**The exercise:** Please pick out every line of the material below that contains the word "queried". Case matters.

**Dataset records:**
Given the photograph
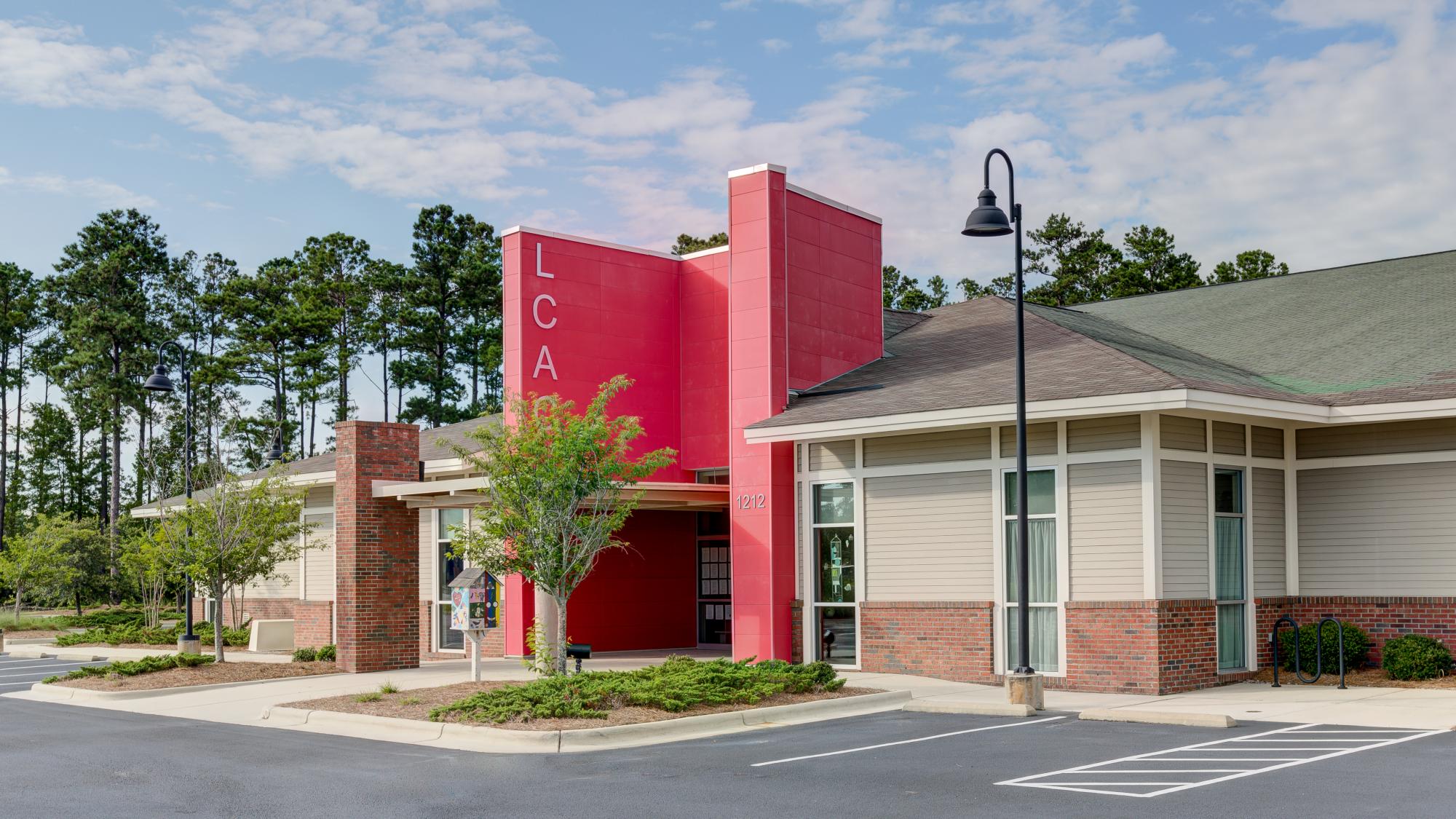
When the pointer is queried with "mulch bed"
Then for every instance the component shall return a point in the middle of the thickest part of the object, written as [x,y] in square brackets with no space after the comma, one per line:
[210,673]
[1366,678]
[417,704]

--

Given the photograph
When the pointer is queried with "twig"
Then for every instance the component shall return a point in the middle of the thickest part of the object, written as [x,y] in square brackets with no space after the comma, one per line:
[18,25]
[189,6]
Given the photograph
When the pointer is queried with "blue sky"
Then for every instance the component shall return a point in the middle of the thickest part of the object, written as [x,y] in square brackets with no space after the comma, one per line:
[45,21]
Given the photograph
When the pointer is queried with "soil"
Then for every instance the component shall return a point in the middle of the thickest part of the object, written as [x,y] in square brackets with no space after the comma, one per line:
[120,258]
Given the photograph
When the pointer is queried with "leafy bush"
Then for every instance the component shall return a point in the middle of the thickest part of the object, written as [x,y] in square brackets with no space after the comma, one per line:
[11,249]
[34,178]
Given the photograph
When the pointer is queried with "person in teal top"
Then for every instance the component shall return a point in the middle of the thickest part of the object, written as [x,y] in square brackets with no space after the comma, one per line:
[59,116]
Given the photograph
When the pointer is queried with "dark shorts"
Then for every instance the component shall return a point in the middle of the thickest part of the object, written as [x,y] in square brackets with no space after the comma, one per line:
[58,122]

**Reply:**
When the pointer is queried with "mulch bed"
When the pointer is queried with "twig"
When the pointer is queried with "blue sky"
When the pointer is queried with "soil"
When the pointer is queried with "leafy bush"
When the pointer is queried with "person in teal top"
When the pointer is queried with "dark shorts"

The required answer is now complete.